Problem details
Copy these lines as they are, beginning at the line that contains "carfax 1-owner logo." and stopping after the line that contains "[611,322,640,333]".
BEGIN Input data
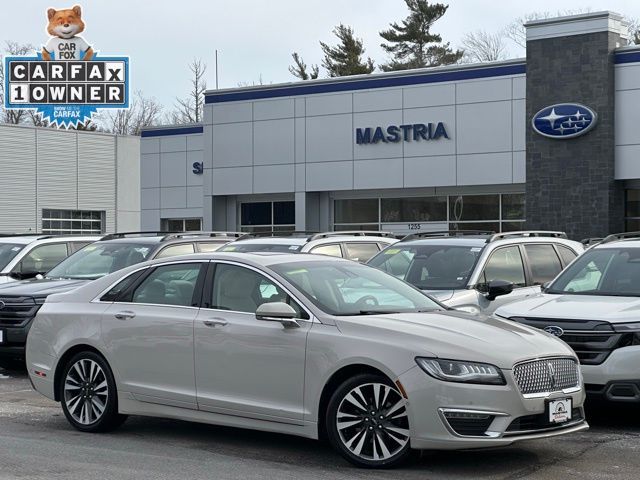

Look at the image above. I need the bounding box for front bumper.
[399,366,589,450]
[0,319,33,359]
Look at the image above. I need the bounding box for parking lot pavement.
[0,369,640,480]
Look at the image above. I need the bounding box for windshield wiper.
[356,310,400,315]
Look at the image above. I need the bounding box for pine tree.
[320,24,375,77]
[380,0,463,72]
[289,52,320,80]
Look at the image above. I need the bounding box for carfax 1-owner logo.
[4,5,129,128]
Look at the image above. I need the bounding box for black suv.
[0,232,244,359]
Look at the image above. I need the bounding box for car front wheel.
[326,374,410,468]
[60,352,127,432]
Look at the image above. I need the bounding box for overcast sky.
[5,0,640,108]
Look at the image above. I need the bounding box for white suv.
[495,232,640,402]
[220,230,398,263]
[367,230,584,314]
[0,235,101,284]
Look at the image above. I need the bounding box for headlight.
[416,357,507,385]
[611,322,640,333]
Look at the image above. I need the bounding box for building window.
[162,218,202,232]
[240,202,296,232]
[42,208,105,235]
[624,190,640,232]
[333,193,525,233]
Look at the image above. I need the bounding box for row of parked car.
[0,231,640,467]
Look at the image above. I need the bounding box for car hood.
[336,311,575,369]
[422,289,455,302]
[0,278,90,297]
[495,293,640,323]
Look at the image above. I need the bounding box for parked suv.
[368,230,584,313]
[0,232,242,358]
[220,230,398,263]
[495,232,640,402]
[0,234,100,285]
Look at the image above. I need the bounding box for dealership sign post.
[4,6,129,128]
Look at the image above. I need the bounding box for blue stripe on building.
[614,50,640,64]
[205,63,526,103]
[140,126,203,138]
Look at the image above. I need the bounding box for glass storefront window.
[162,218,202,232]
[449,195,500,222]
[42,208,105,235]
[240,201,296,233]
[502,193,525,220]
[381,197,447,223]
[334,198,379,223]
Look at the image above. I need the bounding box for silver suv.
[220,230,398,263]
[495,232,640,403]
[368,230,584,313]
[0,234,100,285]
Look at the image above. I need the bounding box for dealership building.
[0,124,140,235]
[140,12,640,238]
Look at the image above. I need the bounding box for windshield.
[545,247,640,297]
[219,242,302,253]
[368,244,482,290]
[47,242,153,280]
[271,262,443,315]
[0,243,24,270]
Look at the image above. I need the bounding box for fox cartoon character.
[42,5,93,61]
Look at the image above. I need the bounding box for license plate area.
[547,398,573,424]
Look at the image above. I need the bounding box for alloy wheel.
[336,383,409,462]
[63,358,109,425]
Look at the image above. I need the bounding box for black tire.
[325,373,411,468]
[58,351,127,433]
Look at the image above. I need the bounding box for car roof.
[0,235,101,245]
[233,237,308,245]
[394,236,489,247]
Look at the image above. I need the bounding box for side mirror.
[487,280,513,301]
[256,302,300,327]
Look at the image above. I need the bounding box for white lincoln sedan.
[27,253,588,467]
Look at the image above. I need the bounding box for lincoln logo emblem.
[543,325,564,337]
[547,363,556,388]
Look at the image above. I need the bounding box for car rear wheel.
[60,352,127,432]
[326,374,411,468]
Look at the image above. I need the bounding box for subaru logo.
[543,325,564,337]
[531,103,598,139]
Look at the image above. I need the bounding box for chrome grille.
[513,358,580,395]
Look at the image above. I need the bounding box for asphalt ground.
[0,368,640,480]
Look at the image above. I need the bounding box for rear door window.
[478,245,526,291]
[524,244,562,285]
[131,263,202,307]
[310,243,342,257]
[556,245,578,266]
[344,242,379,263]
[156,243,195,258]
[18,243,67,274]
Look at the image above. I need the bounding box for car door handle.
[114,310,136,320]
[202,317,229,327]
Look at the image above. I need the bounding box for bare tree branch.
[100,90,162,135]
[462,30,507,63]
[167,58,207,123]
[0,40,35,125]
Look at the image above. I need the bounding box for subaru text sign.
[4,5,129,128]
[531,103,598,139]
[356,122,449,145]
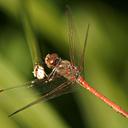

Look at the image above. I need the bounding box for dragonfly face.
[33,64,46,80]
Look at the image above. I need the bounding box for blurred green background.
[0,0,128,128]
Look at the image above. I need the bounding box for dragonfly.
[0,6,128,118]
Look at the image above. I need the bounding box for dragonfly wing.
[78,24,90,74]
[66,5,75,63]
[9,81,72,117]
[66,6,89,76]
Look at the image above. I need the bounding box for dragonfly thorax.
[45,53,60,69]
[56,60,80,81]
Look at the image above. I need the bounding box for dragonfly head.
[33,64,46,80]
[45,53,60,69]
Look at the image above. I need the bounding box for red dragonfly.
[0,7,128,118]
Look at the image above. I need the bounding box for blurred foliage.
[0,0,128,128]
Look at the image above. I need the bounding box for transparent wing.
[9,81,72,117]
[66,5,89,71]
[66,5,75,63]
[79,24,90,74]
[0,78,47,93]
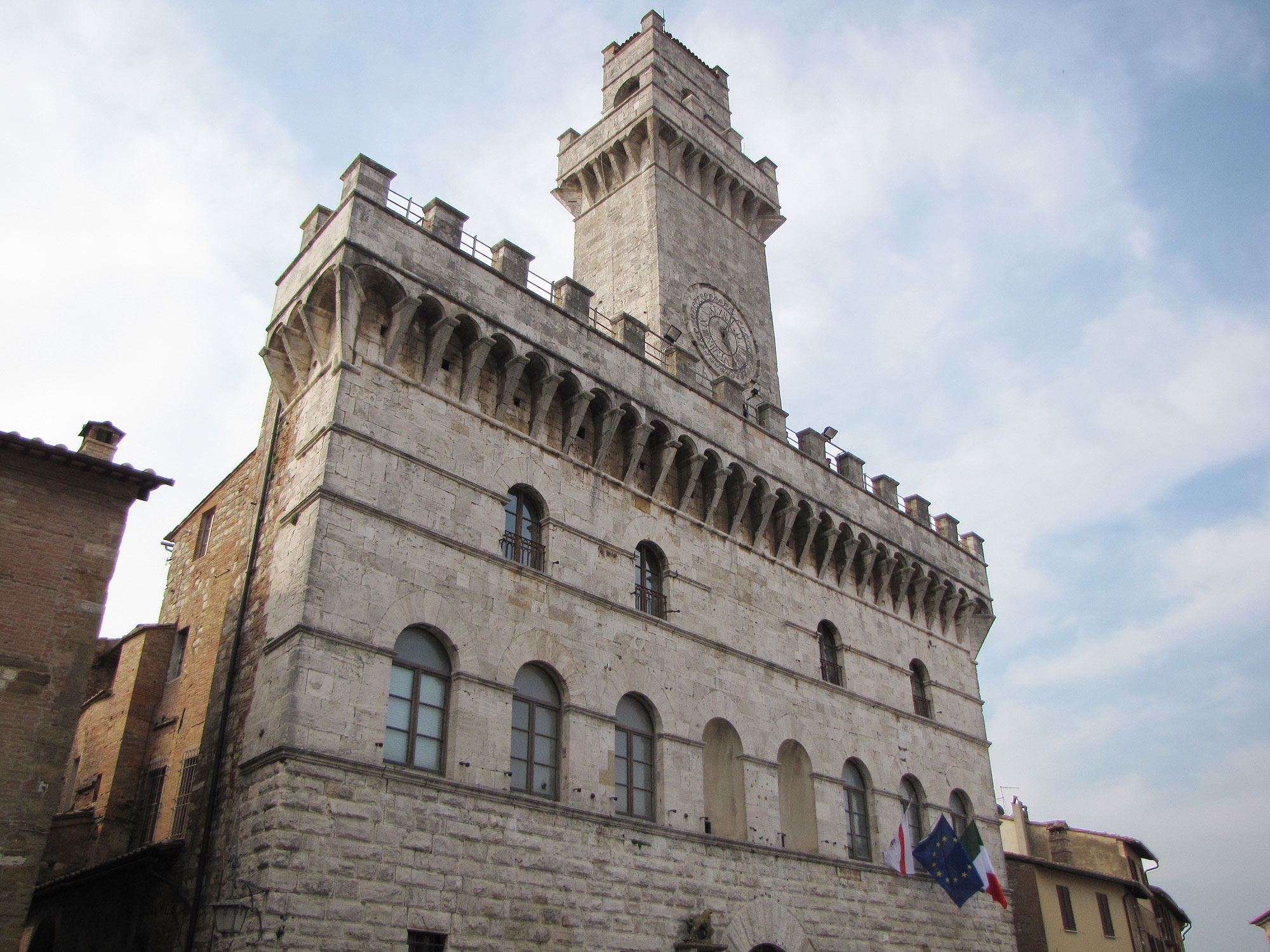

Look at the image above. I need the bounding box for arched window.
[613,76,639,109]
[899,777,922,849]
[384,628,450,772]
[815,622,842,687]
[701,717,747,839]
[503,486,546,571]
[842,760,872,863]
[635,542,665,618]
[908,660,935,717]
[512,664,560,800]
[949,790,974,839]
[776,740,819,853]
[613,694,653,820]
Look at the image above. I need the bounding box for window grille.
[138,765,168,845]
[634,542,667,618]
[171,750,198,839]
[503,489,546,571]
[1055,886,1076,932]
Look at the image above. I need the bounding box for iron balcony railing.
[635,585,665,618]
[503,532,547,571]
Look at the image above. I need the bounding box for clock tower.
[554,13,785,406]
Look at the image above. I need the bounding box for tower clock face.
[688,284,756,382]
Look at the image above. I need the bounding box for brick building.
[1001,797,1190,952]
[22,13,1013,952]
[0,420,171,948]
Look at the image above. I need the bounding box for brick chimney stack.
[79,420,124,462]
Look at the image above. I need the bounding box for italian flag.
[960,820,1010,909]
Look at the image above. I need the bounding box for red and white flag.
[881,824,916,876]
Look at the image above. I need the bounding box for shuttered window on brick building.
[1058,886,1076,932]
[137,765,168,845]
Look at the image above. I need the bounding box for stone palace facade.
[22,13,1013,952]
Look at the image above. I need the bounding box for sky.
[0,0,1270,952]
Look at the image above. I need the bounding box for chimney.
[79,420,124,462]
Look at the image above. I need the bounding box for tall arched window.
[512,664,560,800]
[701,717,747,839]
[908,660,935,718]
[815,622,842,687]
[635,542,665,618]
[949,790,974,839]
[613,694,654,820]
[776,740,819,853]
[899,777,922,849]
[384,627,450,772]
[842,760,872,863]
[503,486,546,571]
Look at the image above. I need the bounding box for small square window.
[406,929,450,952]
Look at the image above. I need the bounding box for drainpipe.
[185,400,282,952]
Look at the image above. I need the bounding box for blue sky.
[0,0,1270,952]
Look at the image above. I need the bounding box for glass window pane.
[631,734,653,763]
[415,704,442,739]
[842,760,865,790]
[533,767,555,797]
[512,730,530,760]
[533,736,555,767]
[414,737,441,770]
[514,664,560,707]
[389,665,414,698]
[512,701,530,731]
[631,760,653,790]
[419,674,446,707]
[533,707,559,737]
[384,727,408,764]
[617,694,653,734]
[392,628,450,674]
[631,790,653,819]
[387,697,410,731]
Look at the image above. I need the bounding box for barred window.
[406,929,450,952]
[384,627,450,773]
[171,750,198,839]
[503,486,546,571]
[512,664,560,800]
[613,694,653,820]
[137,764,168,845]
[842,759,872,863]
[635,542,665,618]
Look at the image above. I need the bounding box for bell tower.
[552,11,785,406]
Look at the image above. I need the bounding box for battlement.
[262,157,991,614]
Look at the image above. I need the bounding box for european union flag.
[913,816,983,906]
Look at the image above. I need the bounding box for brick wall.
[0,451,151,948]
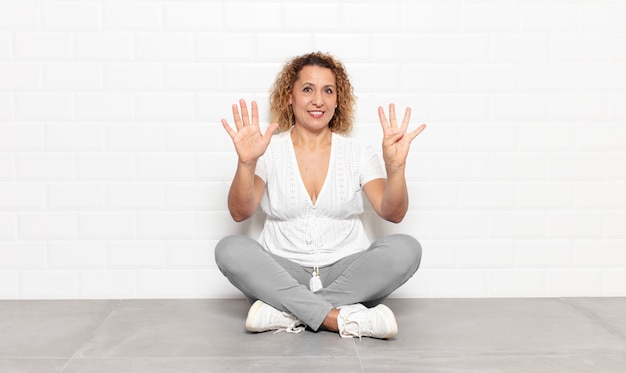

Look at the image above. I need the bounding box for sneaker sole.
[375,304,398,339]
[246,299,265,333]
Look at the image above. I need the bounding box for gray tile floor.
[0,298,626,373]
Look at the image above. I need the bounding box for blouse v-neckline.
[289,131,335,208]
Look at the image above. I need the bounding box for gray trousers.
[215,234,422,330]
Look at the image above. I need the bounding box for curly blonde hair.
[270,52,356,135]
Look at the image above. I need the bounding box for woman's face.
[289,66,337,130]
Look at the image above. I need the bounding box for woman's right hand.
[222,99,278,164]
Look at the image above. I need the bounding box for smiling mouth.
[309,110,324,118]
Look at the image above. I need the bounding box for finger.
[402,107,411,131]
[222,119,237,139]
[232,104,243,131]
[389,104,398,127]
[239,98,250,126]
[252,101,259,126]
[408,124,426,141]
[378,106,389,131]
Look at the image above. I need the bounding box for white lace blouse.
[256,131,386,267]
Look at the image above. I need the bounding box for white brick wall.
[0,0,626,299]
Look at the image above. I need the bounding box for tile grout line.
[59,299,122,373]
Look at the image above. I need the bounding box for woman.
[215,53,426,339]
END Input data
Exercise output
Look at the image above. I need the bounding box for carfax 1-owner logo.
[4,5,129,128]
Look at the image above. I need the bounding box for black suv.
[0,232,244,359]
Look at the image above. I need the bounding box for car front wheel.
[326,374,410,468]
[60,352,127,432]
Look at the image above. I need the bounding box for overcast sky.
[5,0,640,108]
Look at the image above. I need the bounding box for white suv.
[495,232,640,402]
[220,230,398,263]
[367,230,584,314]
[0,235,101,284]
Look at the image above. I need the bounding box for headlight.
[416,357,507,385]
[611,322,640,333]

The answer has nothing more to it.